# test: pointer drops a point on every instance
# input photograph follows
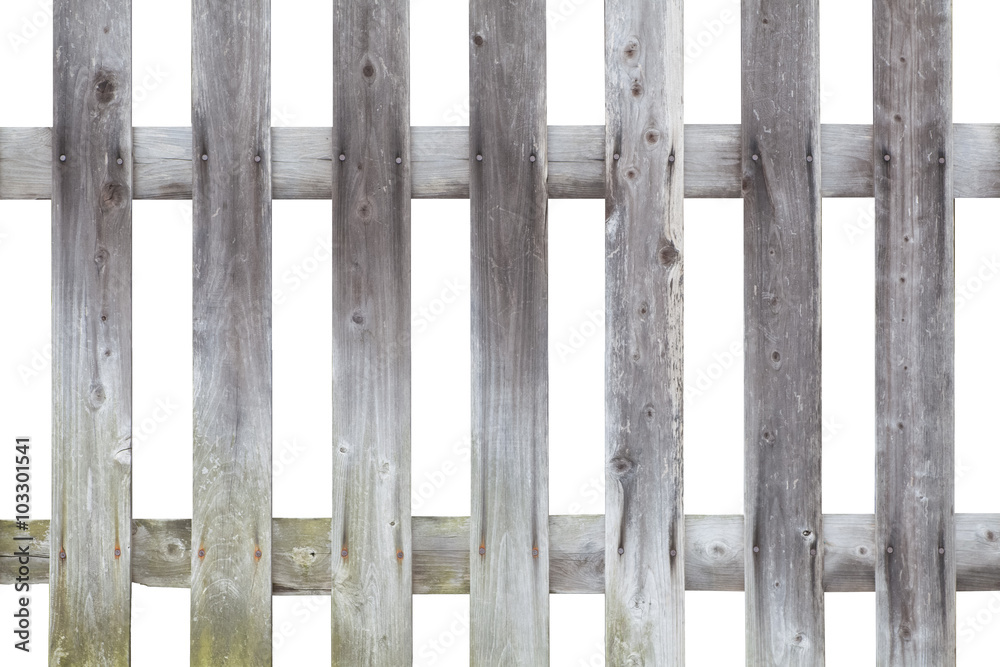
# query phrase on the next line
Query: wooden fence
(371, 556)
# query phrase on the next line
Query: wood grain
(302, 162)
(90, 581)
(231, 530)
(644, 367)
(781, 204)
(915, 576)
(508, 540)
(713, 553)
(372, 593)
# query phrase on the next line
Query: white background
(302, 95)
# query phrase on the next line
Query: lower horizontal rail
(161, 553)
(302, 162)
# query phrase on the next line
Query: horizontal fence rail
(713, 553)
(302, 162)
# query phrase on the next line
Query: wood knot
(97, 396)
(631, 49)
(105, 87)
(112, 195)
(622, 465)
(668, 254)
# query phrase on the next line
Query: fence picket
(915, 573)
(231, 528)
(644, 155)
(783, 539)
(509, 586)
(372, 600)
(91, 172)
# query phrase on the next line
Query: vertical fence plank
(781, 190)
(645, 318)
(91, 578)
(915, 333)
(372, 585)
(231, 527)
(509, 585)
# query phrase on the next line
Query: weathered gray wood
(90, 591)
(713, 553)
(372, 588)
(509, 542)
(915, 575)
(302, 162)
(644, 367)
(231, 530)
(781, 195)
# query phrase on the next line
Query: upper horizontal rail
(302, 162)
(713, 553)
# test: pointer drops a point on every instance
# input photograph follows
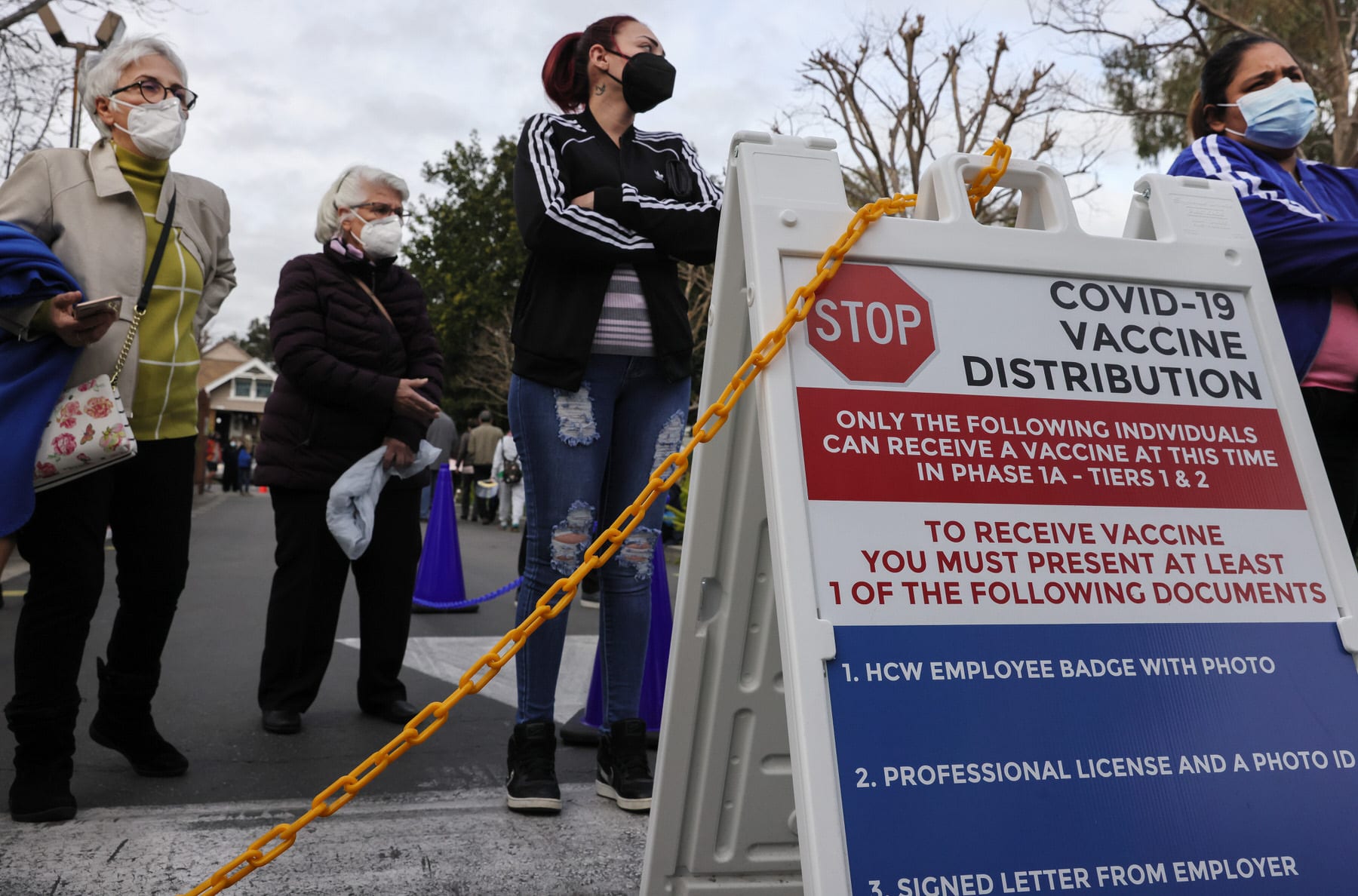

========================================

### DIRECTIONS:
Show each line of the material above that contains the word "rail".

### SOLUTION BELOW:
Query: lower horizontal rail
Query: horizontal fence rail
Query: upper horizontal rail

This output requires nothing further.